- Arbeitsauftrag -
Stimmen die folgenden Aussagen mit dem Textauszug über die Auflösung des Betriebsrats überein? Antworten Sie jeweils mit Ja oder Nein und zitieren Sie die entscheidenden Worte des Textauszugs wörtlich. (a) Eine grobe Pflichtverletzung des Betriebsrats ist nur anzunehmen, wenn seine weitere Amtsausübung untragbar erscheint. (b) Es ist mit dem Grundsatz der vertrauensvollen Zusammenarbeit vereinbar, einen objektiv falschen Sachvortrag nicht zu korrigieren. (c) Für die Beurteilung einer groben Pflichtverletzung genügt die Betrachtung eines einzelnen Umstands.

- Textauszug -
Entscheidungsstichwort (Thema)
Auflösung des Betriebsrats wegen grober Pflichtverletzung. Bewusst unwahrer Sachvortrag in einem gerichtlichen Verfahren gegen den Arbeitgeber
Leitsatz (redaktionell)
1. Eine grobe Verletzung der gesetzlichen Pflichten des Betriebsrats ist nur anzunehmen, wenn unter Berücksichtigung aller Umstände die weitere Amtsausübung des Betriebsrats untragbar erscheint. 2. Mit dem Grundsatz der vertrauensvollen Zusammenarbeit ist es unvereinbar, in einem gerichtlichen Verfahren gegen den Arbeitgeber einen bewusst unwahren Sachvortrag zu halten oder einen objektiv falschen nicht zu korrigieren.

- Auszüge aus Datensätzen -
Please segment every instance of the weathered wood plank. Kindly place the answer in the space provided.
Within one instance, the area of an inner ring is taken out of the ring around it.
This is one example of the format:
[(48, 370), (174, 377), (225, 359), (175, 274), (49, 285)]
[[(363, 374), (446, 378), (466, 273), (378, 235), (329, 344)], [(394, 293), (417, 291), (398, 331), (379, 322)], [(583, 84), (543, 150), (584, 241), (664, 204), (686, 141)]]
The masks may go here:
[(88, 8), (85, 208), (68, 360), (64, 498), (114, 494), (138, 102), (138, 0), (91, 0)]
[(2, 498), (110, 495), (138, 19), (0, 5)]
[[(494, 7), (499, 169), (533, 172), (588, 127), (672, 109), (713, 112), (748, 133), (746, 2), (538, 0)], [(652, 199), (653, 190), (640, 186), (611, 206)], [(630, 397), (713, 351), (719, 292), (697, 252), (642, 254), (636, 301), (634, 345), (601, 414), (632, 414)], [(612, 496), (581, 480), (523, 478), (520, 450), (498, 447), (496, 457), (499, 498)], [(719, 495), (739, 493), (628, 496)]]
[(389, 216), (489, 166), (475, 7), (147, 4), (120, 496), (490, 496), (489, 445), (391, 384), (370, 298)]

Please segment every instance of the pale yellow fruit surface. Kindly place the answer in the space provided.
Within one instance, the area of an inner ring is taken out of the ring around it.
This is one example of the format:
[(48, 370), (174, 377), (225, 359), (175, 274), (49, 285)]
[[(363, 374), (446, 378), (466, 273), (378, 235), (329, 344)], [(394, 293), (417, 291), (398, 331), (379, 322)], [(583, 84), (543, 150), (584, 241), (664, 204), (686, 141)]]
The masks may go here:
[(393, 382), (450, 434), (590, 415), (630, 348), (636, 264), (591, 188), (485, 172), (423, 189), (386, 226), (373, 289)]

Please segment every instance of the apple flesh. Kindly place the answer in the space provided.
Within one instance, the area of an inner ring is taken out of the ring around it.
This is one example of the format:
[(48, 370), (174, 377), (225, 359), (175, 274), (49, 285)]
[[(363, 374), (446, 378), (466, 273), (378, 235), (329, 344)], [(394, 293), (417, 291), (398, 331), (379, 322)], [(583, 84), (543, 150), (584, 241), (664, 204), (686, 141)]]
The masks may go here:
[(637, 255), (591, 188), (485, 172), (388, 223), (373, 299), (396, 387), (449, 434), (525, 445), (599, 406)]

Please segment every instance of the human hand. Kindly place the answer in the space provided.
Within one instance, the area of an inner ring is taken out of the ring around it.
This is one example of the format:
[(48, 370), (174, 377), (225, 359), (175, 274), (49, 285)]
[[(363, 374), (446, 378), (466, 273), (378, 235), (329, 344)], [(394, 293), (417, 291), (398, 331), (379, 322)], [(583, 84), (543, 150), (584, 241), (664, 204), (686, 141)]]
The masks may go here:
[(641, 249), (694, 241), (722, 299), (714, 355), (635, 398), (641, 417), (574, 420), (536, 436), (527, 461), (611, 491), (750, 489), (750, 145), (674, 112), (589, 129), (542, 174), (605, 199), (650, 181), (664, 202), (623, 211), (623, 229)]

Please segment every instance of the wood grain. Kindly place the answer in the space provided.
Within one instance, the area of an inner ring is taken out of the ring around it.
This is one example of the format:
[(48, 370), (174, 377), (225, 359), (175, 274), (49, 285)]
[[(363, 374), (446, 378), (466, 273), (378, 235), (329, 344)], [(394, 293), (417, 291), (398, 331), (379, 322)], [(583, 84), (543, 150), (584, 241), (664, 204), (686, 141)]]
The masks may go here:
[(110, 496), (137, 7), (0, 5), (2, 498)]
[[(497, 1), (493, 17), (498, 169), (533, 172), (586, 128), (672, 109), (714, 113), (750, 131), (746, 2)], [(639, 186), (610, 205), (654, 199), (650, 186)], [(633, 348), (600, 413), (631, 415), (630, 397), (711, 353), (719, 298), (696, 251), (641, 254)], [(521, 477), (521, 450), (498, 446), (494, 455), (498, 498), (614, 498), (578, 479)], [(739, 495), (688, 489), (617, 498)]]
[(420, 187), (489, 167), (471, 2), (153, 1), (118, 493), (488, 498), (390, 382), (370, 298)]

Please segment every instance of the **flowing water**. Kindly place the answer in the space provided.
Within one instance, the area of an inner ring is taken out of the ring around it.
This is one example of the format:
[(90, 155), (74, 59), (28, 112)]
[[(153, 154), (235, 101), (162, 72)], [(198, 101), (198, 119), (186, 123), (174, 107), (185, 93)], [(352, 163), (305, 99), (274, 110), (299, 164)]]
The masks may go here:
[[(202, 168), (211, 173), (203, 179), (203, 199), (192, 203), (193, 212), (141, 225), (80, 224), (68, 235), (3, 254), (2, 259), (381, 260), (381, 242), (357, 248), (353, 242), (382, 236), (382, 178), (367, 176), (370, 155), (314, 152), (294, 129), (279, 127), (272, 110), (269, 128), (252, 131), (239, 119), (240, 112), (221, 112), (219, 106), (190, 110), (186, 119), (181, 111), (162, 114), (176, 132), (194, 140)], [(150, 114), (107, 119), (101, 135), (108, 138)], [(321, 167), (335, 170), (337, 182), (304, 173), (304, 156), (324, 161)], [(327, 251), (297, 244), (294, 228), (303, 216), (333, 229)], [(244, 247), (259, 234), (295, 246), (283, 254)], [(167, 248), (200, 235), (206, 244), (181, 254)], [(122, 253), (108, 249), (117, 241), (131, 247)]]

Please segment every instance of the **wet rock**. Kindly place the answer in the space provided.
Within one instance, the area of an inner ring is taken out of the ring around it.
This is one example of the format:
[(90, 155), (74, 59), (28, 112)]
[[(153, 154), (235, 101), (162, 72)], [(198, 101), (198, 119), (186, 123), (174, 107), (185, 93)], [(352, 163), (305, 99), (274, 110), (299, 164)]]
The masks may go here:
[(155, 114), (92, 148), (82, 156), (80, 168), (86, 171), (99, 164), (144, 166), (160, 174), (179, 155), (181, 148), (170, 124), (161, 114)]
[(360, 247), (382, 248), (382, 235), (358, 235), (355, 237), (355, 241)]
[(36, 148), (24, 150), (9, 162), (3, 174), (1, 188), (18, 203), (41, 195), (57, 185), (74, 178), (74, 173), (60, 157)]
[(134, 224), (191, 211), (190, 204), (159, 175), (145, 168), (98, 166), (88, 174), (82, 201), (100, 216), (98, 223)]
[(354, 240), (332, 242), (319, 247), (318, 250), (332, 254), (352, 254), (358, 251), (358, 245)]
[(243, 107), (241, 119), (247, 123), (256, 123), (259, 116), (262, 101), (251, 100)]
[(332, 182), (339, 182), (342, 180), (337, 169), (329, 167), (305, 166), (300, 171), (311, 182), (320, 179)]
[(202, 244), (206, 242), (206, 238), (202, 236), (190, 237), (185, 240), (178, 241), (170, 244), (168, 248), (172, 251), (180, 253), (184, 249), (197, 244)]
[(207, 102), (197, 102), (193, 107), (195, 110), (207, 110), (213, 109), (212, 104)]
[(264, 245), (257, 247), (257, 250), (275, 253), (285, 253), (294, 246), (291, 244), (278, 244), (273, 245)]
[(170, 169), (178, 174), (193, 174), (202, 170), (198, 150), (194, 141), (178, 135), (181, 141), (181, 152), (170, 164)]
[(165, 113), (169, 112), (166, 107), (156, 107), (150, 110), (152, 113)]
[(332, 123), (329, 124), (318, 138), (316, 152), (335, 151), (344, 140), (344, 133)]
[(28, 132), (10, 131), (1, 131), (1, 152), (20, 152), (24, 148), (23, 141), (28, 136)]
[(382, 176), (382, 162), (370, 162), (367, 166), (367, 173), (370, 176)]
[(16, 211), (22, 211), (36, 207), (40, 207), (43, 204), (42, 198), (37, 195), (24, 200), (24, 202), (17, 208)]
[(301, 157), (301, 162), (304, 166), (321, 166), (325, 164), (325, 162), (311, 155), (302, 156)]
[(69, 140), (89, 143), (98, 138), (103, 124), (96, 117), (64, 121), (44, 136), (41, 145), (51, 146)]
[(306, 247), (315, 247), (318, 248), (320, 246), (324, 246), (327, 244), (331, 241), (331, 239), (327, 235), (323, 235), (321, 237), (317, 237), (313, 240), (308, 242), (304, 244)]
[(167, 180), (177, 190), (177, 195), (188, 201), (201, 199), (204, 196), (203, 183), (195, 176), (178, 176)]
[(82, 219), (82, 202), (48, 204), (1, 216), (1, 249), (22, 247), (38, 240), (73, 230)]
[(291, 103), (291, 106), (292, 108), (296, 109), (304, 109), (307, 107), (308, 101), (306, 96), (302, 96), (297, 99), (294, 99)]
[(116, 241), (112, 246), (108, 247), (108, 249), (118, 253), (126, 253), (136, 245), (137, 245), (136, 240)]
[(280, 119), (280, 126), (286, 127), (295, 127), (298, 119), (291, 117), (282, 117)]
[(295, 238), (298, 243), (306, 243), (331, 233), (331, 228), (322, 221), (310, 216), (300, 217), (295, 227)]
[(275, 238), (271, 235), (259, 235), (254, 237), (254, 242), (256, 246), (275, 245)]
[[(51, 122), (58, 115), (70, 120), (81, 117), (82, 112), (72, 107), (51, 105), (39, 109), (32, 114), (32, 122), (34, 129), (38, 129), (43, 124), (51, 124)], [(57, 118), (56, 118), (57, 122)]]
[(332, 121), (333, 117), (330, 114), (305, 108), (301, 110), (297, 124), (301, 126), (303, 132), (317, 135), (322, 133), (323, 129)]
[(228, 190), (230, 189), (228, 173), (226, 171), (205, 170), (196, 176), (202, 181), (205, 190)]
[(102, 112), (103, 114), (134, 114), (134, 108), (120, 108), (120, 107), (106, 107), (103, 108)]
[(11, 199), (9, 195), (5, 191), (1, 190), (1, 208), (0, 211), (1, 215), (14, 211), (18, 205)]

- Lösung -
(a) Ja: „Eine grobe Verletzung der gesetzlichen Pflichten des Betriebsrats ist nur anzunehmen, wenn unter Berücksichtigung aller Umstände die weitere Amtsausübung des Betriebsrats untragbar erscheint.“
(b) Nein: „Mit dem Grundsatz der vertrauensvollen Zusammenarbeit ist es unvereinbar, in einem gerichtlichen Verfahren gegen den Arbeitgeber einen bewusst unwahren Sachvortrag zu halten oder einen objektiv falschen nicht zu korrigieren.“
(c) Nein: „unter Berücksichtigung aller Umstände“